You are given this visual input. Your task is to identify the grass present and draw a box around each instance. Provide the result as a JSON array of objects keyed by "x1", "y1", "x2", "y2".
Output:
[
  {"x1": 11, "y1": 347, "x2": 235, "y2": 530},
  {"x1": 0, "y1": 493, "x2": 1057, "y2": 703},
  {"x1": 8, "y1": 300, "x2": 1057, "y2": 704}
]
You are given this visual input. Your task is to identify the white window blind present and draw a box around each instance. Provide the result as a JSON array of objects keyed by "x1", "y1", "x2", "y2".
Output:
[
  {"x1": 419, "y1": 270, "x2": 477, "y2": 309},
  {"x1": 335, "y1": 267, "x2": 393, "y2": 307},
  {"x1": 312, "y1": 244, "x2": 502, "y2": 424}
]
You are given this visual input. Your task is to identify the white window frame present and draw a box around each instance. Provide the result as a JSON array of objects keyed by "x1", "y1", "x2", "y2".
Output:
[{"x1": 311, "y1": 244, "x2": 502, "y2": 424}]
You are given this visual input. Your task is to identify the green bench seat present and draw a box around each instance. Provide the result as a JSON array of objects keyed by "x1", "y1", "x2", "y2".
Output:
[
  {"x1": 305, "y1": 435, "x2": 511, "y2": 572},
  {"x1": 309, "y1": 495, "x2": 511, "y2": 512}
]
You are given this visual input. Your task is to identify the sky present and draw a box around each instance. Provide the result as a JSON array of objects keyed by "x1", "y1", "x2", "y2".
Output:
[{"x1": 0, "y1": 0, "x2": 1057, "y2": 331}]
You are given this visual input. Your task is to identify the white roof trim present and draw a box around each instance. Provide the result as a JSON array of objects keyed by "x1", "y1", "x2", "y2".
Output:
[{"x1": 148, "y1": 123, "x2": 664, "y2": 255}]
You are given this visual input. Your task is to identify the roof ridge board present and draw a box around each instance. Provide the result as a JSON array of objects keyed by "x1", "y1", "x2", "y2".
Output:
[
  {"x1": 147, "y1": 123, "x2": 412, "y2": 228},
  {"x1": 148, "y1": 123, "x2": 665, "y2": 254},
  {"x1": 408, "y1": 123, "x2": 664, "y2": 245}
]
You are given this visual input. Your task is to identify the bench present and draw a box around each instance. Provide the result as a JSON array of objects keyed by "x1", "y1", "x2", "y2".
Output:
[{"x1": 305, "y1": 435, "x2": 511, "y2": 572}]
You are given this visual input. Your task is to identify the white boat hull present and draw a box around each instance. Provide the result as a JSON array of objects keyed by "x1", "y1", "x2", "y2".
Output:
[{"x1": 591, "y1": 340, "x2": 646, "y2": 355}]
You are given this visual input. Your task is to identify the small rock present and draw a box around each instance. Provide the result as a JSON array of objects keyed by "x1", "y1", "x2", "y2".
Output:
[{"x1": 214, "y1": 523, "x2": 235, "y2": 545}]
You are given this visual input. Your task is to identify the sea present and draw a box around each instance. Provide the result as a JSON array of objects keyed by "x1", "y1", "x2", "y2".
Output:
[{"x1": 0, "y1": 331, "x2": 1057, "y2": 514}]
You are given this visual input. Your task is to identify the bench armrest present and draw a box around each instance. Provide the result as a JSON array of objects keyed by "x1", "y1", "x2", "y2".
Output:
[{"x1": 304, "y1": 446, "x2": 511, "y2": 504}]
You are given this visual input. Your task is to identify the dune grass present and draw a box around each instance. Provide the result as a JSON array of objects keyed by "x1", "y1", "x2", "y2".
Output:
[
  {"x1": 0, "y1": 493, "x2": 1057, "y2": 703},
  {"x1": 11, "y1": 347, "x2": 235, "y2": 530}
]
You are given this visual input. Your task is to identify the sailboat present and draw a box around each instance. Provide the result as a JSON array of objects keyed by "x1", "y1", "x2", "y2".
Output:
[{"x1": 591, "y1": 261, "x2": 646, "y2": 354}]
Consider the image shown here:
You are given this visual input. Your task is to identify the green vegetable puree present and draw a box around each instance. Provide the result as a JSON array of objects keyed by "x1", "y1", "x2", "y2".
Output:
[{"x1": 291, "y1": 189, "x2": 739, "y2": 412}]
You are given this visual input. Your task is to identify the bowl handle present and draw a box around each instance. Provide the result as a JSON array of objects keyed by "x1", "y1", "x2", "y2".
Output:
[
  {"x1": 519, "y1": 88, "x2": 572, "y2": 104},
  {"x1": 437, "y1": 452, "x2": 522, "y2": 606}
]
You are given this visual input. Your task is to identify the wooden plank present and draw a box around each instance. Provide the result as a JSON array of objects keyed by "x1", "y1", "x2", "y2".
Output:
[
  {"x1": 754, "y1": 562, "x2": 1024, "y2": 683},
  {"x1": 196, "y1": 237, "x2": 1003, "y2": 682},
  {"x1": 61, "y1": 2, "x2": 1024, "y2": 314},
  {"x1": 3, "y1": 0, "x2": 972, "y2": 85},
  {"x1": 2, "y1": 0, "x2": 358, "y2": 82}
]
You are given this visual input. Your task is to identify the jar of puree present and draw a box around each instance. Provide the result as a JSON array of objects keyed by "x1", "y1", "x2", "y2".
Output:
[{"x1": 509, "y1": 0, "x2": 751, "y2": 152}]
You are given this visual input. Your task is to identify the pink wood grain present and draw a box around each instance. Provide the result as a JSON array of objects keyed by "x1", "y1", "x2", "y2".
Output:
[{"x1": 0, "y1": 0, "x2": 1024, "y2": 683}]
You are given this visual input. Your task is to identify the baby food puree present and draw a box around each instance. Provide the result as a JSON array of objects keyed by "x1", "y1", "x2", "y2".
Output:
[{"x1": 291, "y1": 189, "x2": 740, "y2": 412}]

◆ Short exercise:
How many of the lines above contain the string "pink"? Reply with the number alone.

◆ Response to the exercise:
1